◆ **Given data**:
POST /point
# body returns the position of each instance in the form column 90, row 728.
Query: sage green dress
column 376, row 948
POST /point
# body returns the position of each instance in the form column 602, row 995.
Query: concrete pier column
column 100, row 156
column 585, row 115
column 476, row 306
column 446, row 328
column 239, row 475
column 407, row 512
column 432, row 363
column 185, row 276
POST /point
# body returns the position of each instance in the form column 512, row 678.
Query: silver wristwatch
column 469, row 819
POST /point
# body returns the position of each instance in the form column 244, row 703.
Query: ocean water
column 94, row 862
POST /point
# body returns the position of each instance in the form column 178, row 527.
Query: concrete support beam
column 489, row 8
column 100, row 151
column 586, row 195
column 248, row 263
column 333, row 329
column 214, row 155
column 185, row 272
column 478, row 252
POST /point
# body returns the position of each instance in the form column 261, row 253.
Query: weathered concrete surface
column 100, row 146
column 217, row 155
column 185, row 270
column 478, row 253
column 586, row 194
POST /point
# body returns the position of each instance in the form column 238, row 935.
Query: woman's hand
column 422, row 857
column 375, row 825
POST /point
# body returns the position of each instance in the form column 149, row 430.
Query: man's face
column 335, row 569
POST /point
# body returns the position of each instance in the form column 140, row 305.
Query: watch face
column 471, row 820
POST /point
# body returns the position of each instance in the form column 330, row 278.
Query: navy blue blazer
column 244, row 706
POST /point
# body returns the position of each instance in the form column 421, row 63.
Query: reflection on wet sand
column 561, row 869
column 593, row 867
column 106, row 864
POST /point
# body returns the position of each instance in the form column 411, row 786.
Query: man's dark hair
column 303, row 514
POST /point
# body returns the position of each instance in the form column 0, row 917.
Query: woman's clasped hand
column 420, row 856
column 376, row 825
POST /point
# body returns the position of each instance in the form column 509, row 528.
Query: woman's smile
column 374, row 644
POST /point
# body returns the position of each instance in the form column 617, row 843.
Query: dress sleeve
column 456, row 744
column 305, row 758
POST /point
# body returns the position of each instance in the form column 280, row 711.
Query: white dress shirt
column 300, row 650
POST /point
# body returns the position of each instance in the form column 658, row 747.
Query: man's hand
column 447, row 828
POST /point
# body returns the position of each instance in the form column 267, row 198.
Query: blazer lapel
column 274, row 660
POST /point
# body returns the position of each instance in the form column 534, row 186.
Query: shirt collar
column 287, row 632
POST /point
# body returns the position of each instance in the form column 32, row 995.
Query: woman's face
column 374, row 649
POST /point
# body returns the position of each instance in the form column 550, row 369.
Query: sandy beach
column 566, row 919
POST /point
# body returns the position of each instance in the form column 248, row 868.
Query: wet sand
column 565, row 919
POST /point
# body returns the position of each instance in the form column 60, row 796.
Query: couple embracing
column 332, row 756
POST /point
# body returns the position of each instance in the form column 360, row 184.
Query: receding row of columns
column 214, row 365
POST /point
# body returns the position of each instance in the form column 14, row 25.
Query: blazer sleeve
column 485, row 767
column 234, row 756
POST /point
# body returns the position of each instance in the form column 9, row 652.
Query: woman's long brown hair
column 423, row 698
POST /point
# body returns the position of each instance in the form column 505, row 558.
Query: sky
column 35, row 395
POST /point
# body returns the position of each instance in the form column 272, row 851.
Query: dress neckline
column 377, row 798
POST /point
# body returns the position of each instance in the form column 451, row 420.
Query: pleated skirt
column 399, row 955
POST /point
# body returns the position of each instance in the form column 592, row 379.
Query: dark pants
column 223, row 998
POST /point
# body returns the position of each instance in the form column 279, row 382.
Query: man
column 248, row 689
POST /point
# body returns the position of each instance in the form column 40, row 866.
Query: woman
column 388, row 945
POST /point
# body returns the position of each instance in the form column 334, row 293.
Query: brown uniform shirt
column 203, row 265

◆ **Task details**: Report how many lines in the rows above contain the word "blazer", treating case as significant. Give only the number.

◆ **The reply**: 3